* **TASK STATEMENT**: Please set down the entries below once more, exactly.

* **DATA EXCERPTS**:
--------------------------------------------------

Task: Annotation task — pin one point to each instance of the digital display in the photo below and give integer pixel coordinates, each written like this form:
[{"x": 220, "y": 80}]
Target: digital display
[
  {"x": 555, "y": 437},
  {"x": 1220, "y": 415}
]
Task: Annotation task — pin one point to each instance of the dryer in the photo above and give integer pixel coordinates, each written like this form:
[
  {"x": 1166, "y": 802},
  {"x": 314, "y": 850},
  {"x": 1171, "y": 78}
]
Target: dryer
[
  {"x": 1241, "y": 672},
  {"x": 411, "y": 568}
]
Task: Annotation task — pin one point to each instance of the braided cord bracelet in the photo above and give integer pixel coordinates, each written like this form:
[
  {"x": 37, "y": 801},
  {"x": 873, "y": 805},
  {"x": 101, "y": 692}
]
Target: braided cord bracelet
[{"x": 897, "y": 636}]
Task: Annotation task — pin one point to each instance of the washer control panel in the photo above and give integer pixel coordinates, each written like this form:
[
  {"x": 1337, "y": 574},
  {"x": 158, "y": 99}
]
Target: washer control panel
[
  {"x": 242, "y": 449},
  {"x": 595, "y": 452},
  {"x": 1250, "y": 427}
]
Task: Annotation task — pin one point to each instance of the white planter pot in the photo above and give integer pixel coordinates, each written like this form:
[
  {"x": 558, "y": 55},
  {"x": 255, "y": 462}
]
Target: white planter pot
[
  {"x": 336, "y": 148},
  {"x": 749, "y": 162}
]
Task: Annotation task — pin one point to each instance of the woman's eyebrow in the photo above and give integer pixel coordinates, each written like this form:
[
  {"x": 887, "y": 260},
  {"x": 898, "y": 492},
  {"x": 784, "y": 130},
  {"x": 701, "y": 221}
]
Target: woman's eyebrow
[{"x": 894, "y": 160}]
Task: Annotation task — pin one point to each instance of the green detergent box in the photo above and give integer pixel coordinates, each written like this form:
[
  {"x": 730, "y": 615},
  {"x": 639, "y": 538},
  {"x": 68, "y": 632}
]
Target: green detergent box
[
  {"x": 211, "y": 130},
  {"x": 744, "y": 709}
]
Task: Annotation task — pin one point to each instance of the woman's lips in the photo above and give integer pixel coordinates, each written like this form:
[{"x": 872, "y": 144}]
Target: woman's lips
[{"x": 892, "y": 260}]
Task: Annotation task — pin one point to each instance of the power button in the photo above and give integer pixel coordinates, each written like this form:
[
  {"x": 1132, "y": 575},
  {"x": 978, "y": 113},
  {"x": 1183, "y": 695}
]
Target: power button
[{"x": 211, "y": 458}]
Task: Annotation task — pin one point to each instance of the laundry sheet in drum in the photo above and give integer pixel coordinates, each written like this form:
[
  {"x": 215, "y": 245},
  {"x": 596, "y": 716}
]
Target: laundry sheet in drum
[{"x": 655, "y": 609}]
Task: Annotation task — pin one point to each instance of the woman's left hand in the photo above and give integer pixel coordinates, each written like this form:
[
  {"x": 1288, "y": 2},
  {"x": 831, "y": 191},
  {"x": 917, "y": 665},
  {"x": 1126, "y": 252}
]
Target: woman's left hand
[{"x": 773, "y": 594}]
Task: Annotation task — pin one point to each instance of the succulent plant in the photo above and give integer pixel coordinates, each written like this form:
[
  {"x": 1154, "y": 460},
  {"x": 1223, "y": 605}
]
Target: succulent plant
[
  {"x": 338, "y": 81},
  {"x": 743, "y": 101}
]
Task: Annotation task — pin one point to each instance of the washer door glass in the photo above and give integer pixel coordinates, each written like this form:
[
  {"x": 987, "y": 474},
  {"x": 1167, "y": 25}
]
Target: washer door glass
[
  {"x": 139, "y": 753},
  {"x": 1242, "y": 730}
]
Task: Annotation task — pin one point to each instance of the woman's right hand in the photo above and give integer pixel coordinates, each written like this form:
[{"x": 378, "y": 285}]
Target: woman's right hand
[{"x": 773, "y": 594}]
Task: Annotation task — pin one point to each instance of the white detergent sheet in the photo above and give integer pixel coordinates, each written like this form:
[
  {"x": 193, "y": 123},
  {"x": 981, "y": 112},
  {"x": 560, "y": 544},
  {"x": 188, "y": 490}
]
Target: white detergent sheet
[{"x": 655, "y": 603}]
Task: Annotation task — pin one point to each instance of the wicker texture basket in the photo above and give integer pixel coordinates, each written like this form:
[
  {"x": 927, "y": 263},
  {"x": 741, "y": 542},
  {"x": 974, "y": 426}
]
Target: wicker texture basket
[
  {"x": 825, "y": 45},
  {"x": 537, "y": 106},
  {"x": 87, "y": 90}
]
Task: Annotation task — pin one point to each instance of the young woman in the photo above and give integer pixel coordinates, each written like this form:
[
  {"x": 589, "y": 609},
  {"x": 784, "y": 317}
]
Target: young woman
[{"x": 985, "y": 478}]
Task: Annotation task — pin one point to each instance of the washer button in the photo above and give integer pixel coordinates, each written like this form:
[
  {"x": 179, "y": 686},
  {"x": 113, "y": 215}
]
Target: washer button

--------------------------------------------------

* **EXPECTED ANSWER**:
Task: Annotation task — pin one point to each instance of the digital display in the photo below and give integer pixel coordinates, each written like this form:
[{"x": 220, "y": 80}]
Target: digital display
[
  {"x": 555, "y": 437},
  {"x": 1220, "y": 415}
]
Task: Annotation task — pin one point to each instance of the dryer in the photo above and give integer pixel coordinates, each written like this form:
[
  {"x": 1166, "y": 802},
  {"x": 314, "y": 850},
  {"x": 1171, "y": 78}
]
Target: dryer
[
  {"x": 1241, "y": 672},
  {"x": 411, "y": 568}
]
Task: Annotation task — pin one point to each instance of the braided cord bracelet in the photo above and give integer pixel coordinates, each written like this form:
[
  {"x": 37, "y": 801},
  {"x": 873, "y": 805},
  {"x": 101, "y": 692}
]
Target: braided cord bracelet
[{"x": 897, "y": 636}]
Task: Annotation task — pin one point to each instance of the washer control panel in the photo above and give integer pixel coordinates, each written like this form:
[
  {"x": 1337, "y": 574},
  {"x": 158, "y": 99}
]
Target: washer control panel
[
  {"x": 242, "y": 449},
  {"x": 595, "y": 452},
  {"x": 1250, "y": 427}
]
Task: Annotation task — pin one point to each instance of the white planter pot in the photo above and give integer pixel coordinates, each written like this form:
[
  {"x": 558, "y": 55},
  {"x": 255, "y": 462}
]
Target: white planter pot
[
  {"x": 336, "y": 148},
  {"x": 749, "y": 162}
]
Task: Annotation task — pin one point to each instance of the woman's eyebrow in the photo above and give integer pixel coordinates, each written like this form:
[
  {"x": 887, "y": 260},
  {"x": 898, "y": 492},
  {"x": 784, "y": 130},
  {"x": 701, "y": 221}
]
Target: woman's eyebrow
[{"x": 894, "y": 160}]
Task: Annotation task — pin one point to each instance of the green detergent box in the photo above and give integer pixel coordinates, each written like this form:
[
  {"x": 730, "y": 615},
  {"x": 639, "y": 538},
  {"x": 68, "y": 632}
]
Target: green detergent box
[
  {"x": 211, "y": 130},
  {"x": 744, "y": 709}
]
Task: Annotation task — pin one point to each instance of the woman's lips in the photo above and give integer pixel coordinates, each written like this form:
[{"x": 872, "y": 144}]
Target: woman's lips
[{"x": 892, "y": 260}]
Task: Annotation task — pin one point to each instance of the power button in the photo above and give integer pixel coordinates, each written like this form:
[
  {"x": 1132, "y": 575},
  {"x": 978, "y": 113},
  {"x": 1183, "y": 695}
]
Target: power button
[{"x": 211, "y": 458}]
Task: Annotation task — pin one point to each instance of the laundry sheet in drum in the photo above and give integer pixel coordinates, each written like this form:
[
  {"x": 215, "y": 245},
  {"x": 596, "y": 716}
]
Target: laundry sheet in drum
[{"x": 655, "y": 609}]
Task: Annotation task — pin one point to each instance of the woman's left hand in the photo above and give integer pixel coordinates, each written like this form:
[
  {"x": 1288, "y": 2},
  {"x": 831, "y": 191},
  {"x": 917, "y": 665},
  {"x": 1126, "y": 252}
]
Target: woman's left hand
[{"x": 773, "y": 594}]
Task: Annotation task — pin one point to each instance of the succulent plant in the photo above and give integer pixel coordinates, each written like this form:
[
  {"x": 1154, "y": 460},
  {"x": 1223, "y": 605}
]
Target: succulent plant
[
  {"x": 338, "y": 81},
  {"x": 743, "y": 101}
]
Task: Annotation task — pin one point to each instance of the washer door glass in the photo above and give integer pixel coordinates, each written like this form:
[
  {"x": 987, "y": 474},
  {"x": 1167, "y": 25}
]
Target: washer door glass
[
  {"x": 139, "y": 753},
  {"x": 1242, "y": 730}
]
Task: Annotation task — pin one point to each instance of the woman's right hand in the photo above and give integer pixel coordinates, each written like this form:
[{"x": 378, "y": 285}]
Target: woman's right hand
[{"x": 773, "y": 594}]
Task: Annotation task — pin one point to each instance of the white detergent sheet in the photo above and give integer pixel coordinates, each written like this form:
[
  {"x": 193, "y": 123},
  {"x": 981, "y": 112},
  {"x": 560, "y": 544},
  {"x": 188, "y": 490}
]
Target: white detergent sheet
[{"x": 655, "y": 603}]
Task: Annotation task — pin one point to each instance of the wicker texture basket in the photo above and give integer pixel coordinates, each written like this form:
[
  {"x": 927, "y": 263},
  {"x": 741, "y": 542},
  {"x": 974, "y": 426}
]
Target: wicker texture basket
[
  {"x": 825, "y": 45},
  {"x": 537, "y": 106},
  {"x": 87, "y": 90}
]
Task: Annotation task — pin one point to each instance of the young woman in the photo above and give integer pixel coordinates, each written like this form:
[
  {"x": 589, "y": 609},
  {"x": 784, "y": 317}
]
Target: young woman
[{"x": 985, "y": 478}]
Task: Annotation task — pin one point to each instance of the washer button in the photo above and give integer pixel coordinates, each written like this form:
[
  {"x": 179, "y": 686},
  {"x": 113, "y": 215}
]
Target: washer button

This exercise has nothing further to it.